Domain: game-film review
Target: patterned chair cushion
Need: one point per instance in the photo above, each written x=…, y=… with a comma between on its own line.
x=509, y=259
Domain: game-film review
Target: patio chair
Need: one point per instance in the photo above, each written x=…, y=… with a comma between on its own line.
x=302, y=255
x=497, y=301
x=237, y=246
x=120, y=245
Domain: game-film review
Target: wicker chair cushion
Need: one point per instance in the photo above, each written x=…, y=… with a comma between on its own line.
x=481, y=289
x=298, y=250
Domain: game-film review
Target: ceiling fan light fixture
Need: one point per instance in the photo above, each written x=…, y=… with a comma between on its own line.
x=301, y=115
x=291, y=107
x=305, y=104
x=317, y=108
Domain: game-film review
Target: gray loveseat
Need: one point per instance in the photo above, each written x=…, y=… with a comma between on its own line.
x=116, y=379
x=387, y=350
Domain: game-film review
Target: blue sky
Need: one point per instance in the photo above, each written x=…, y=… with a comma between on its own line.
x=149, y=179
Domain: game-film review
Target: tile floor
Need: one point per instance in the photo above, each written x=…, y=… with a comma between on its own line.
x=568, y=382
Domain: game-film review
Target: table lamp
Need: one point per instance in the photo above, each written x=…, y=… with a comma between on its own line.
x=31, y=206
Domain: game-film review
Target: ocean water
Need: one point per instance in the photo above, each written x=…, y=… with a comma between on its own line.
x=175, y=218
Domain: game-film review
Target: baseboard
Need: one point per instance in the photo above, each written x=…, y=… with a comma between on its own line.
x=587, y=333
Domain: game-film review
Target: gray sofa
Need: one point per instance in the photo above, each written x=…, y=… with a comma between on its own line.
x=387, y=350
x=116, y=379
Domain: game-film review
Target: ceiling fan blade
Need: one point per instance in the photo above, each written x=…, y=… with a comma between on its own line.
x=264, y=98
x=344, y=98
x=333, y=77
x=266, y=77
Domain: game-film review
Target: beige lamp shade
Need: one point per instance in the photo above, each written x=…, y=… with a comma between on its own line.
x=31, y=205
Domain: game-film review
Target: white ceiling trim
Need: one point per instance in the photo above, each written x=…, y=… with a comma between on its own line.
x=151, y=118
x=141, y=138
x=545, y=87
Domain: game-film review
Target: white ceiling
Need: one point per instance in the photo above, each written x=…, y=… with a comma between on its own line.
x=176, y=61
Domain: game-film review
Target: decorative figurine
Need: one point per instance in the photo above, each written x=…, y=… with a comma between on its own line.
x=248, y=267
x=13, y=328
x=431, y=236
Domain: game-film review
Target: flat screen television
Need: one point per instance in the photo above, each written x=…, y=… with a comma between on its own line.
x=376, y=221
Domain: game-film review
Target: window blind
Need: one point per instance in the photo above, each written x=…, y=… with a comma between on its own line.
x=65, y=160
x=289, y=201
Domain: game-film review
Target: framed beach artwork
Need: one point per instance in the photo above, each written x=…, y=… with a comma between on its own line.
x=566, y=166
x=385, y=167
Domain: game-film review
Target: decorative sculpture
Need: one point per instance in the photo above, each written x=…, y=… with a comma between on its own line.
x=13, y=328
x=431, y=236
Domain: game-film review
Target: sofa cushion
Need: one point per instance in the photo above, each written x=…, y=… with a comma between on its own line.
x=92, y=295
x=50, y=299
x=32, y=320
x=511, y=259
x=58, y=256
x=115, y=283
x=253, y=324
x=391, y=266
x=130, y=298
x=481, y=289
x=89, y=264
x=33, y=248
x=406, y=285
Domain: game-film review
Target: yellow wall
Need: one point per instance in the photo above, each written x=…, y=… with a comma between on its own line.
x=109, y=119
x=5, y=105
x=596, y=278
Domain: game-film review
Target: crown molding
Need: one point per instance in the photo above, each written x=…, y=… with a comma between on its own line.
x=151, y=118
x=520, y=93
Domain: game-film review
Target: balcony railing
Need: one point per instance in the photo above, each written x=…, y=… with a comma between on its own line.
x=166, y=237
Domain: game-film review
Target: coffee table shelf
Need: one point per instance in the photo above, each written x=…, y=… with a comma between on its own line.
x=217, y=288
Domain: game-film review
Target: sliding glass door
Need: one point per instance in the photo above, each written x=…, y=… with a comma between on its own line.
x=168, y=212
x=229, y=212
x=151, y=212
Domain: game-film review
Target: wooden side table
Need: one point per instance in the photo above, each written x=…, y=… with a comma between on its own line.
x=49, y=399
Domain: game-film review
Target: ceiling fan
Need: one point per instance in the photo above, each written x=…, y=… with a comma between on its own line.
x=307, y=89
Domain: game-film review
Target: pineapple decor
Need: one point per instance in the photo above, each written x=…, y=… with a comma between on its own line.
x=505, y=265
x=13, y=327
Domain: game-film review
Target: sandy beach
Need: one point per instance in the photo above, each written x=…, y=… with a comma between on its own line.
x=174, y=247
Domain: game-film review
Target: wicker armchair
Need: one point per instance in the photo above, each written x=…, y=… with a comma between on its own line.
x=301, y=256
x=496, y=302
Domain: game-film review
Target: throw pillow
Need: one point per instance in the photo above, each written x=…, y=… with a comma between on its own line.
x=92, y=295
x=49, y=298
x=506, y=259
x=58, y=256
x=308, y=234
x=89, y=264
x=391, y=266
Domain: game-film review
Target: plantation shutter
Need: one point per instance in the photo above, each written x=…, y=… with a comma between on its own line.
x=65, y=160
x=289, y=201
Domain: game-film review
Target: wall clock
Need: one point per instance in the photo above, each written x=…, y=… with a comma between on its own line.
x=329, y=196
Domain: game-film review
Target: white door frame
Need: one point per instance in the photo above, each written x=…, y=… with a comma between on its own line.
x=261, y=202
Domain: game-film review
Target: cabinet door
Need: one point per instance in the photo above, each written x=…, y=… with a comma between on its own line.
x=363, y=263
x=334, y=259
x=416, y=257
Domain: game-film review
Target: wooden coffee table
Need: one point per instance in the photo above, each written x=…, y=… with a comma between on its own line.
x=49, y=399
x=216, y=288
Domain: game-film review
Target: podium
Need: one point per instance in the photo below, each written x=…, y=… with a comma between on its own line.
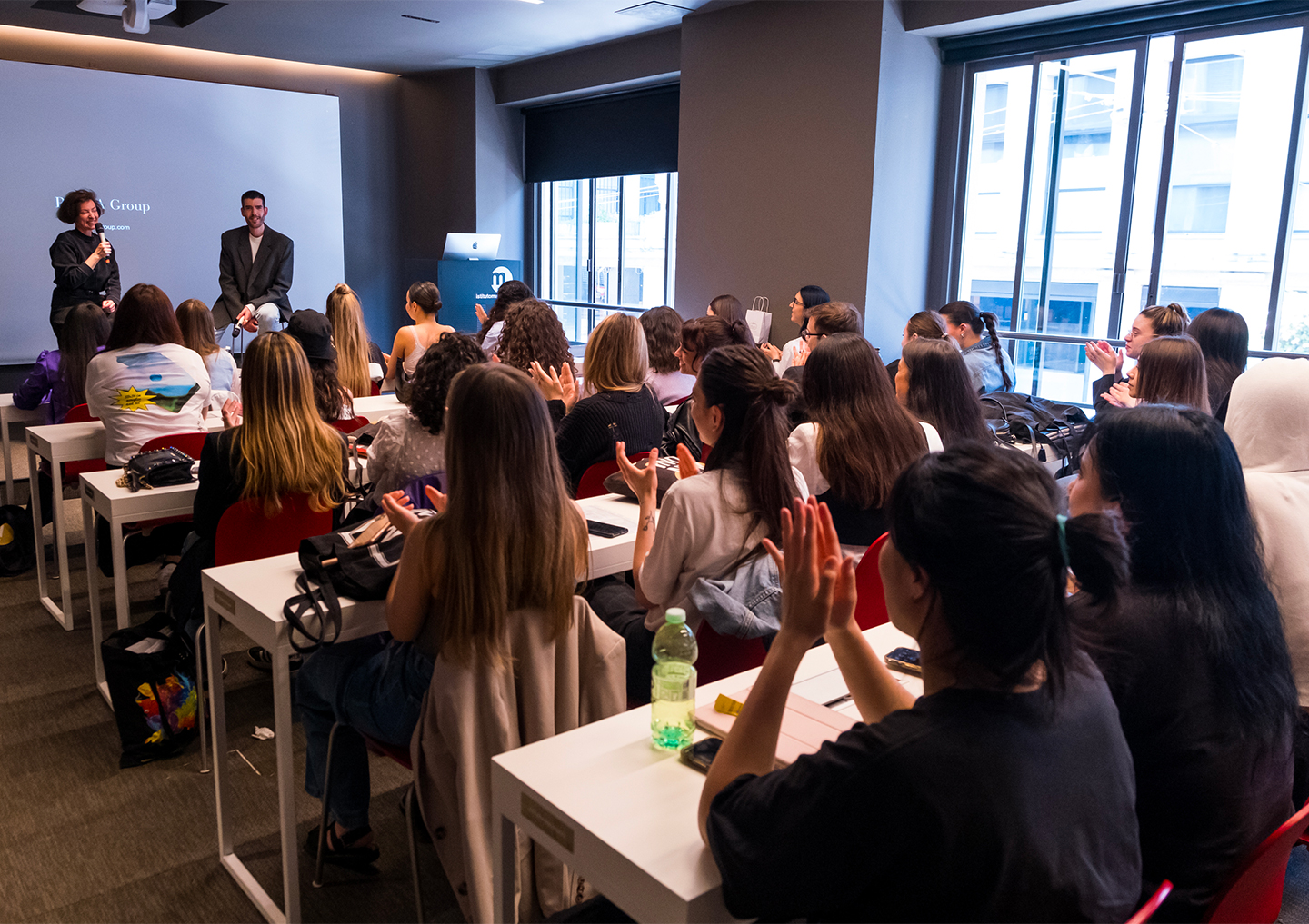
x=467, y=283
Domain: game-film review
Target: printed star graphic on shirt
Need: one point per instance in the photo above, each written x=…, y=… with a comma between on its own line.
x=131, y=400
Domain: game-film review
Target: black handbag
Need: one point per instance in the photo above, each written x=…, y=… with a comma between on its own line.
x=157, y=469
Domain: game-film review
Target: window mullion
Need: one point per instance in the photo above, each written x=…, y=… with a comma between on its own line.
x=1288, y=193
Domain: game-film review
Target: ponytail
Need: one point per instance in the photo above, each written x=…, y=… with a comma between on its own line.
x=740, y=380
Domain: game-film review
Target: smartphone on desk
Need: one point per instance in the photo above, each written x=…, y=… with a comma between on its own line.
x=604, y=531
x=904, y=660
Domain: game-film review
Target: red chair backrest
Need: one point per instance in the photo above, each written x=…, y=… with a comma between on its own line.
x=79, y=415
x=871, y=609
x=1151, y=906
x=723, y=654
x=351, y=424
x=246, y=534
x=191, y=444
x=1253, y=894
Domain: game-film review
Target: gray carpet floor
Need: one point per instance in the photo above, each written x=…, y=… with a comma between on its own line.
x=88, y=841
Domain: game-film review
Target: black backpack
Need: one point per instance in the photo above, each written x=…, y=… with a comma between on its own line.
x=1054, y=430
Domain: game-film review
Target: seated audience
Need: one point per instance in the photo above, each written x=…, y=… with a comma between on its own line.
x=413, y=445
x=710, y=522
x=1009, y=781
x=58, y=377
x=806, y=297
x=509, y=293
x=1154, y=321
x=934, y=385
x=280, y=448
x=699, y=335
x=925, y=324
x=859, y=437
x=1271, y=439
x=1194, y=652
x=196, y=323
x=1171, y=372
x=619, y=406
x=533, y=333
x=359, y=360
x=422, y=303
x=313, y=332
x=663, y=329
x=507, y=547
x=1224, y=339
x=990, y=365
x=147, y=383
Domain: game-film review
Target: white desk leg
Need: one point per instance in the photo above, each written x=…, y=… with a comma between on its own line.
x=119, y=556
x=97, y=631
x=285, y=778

■ ■ ■ ■ ■ ■ ■

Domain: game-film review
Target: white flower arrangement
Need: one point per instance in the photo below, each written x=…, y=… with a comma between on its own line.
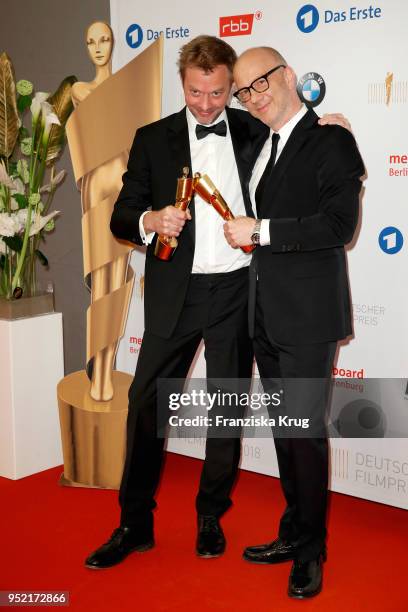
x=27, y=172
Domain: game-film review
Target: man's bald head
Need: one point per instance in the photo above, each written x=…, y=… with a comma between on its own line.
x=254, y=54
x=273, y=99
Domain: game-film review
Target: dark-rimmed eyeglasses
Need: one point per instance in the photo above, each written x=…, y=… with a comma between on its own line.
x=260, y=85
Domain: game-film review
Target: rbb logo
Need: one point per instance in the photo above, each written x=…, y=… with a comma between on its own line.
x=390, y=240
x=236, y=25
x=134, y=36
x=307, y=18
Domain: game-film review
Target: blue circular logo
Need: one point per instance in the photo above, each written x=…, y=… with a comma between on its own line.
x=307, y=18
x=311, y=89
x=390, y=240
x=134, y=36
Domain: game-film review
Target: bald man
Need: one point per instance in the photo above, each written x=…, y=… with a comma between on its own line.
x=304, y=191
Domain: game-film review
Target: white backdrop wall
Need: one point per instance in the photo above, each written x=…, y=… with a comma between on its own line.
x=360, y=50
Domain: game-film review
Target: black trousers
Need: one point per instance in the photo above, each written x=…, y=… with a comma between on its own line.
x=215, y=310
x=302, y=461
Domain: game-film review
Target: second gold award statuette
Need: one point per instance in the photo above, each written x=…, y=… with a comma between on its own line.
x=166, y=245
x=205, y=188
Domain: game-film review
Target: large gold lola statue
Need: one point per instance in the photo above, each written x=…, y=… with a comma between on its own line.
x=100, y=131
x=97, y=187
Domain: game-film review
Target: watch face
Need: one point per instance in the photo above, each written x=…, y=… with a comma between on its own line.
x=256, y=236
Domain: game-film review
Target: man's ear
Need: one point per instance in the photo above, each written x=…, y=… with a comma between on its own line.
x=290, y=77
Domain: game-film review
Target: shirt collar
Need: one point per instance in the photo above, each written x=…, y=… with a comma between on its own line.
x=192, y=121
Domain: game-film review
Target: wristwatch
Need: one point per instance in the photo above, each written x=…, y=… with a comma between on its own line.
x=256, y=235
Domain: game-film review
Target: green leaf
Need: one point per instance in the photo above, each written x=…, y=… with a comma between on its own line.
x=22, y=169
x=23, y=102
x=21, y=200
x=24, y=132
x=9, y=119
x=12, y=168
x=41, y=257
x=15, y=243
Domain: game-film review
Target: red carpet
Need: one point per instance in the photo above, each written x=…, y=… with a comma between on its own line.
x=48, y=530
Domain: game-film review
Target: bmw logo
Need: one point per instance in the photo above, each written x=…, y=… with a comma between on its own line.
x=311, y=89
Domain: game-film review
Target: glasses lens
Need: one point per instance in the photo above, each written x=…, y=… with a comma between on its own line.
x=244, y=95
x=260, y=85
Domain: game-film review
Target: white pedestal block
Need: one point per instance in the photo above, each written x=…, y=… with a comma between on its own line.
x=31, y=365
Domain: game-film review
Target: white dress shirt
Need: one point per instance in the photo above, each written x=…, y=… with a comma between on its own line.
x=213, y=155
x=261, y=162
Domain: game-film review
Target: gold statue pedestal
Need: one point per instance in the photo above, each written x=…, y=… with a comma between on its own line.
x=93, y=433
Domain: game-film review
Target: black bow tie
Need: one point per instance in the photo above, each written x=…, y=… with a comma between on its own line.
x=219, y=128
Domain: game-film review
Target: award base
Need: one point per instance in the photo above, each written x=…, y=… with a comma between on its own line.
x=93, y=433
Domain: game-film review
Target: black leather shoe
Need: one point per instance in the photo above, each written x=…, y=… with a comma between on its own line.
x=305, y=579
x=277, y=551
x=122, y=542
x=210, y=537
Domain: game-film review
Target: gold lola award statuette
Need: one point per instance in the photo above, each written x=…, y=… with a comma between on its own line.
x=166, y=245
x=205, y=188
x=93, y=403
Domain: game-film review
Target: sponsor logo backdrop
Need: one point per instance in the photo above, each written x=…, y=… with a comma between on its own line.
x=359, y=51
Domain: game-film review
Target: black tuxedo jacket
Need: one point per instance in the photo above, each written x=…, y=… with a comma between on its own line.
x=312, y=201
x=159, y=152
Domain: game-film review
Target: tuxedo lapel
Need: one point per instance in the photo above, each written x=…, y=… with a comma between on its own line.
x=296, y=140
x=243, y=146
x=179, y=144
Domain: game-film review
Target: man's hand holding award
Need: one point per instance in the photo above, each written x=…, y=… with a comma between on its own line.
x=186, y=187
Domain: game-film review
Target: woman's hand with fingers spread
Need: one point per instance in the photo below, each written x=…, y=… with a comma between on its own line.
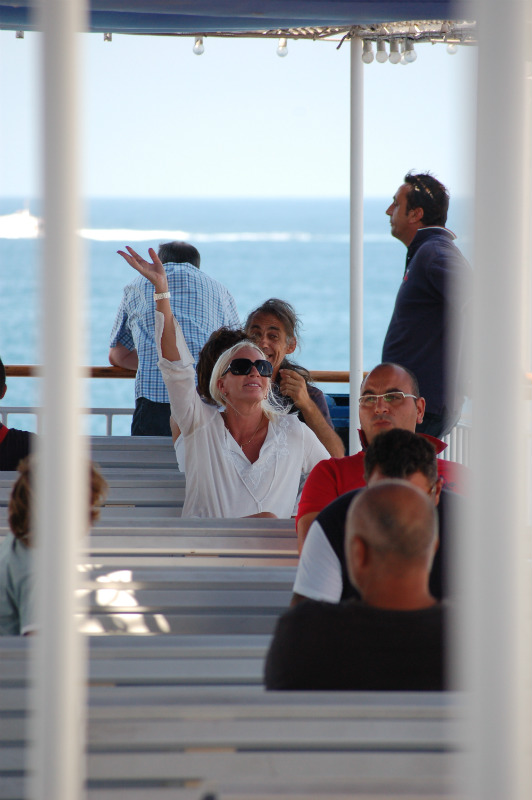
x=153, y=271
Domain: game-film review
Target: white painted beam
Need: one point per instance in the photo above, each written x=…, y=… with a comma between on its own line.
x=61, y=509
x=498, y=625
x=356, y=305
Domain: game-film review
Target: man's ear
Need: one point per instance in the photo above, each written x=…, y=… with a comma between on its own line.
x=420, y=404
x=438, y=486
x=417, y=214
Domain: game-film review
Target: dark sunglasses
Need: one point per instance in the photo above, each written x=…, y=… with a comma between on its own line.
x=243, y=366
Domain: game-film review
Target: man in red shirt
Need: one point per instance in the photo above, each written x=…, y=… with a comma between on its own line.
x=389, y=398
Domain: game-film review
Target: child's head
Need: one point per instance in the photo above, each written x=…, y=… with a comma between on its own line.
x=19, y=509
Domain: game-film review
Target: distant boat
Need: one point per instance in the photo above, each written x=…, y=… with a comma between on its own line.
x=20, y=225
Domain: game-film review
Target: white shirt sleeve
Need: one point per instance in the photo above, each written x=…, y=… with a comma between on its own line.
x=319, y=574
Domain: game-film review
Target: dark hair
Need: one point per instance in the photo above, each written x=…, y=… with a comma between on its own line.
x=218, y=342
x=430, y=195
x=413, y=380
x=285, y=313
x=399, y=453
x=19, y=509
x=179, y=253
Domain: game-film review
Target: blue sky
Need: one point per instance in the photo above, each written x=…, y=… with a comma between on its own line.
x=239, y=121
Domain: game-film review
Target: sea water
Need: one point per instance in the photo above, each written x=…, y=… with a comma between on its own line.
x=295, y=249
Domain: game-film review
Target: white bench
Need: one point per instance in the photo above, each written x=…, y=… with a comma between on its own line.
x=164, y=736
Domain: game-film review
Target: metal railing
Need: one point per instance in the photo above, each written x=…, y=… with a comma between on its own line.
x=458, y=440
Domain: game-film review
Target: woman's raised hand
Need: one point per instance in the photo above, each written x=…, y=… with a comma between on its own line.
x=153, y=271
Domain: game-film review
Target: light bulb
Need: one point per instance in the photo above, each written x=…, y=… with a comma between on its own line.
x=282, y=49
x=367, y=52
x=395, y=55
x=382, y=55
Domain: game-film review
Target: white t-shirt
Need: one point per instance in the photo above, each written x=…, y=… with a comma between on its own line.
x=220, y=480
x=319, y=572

■ ■ ■ ■ ■ ■ ■

• _Goal_
Which lines above contain the word "woman"? Show each of them, copied in full.

• _Full response_
Target: woman's hand with fingers spread
Target: woman's raised hand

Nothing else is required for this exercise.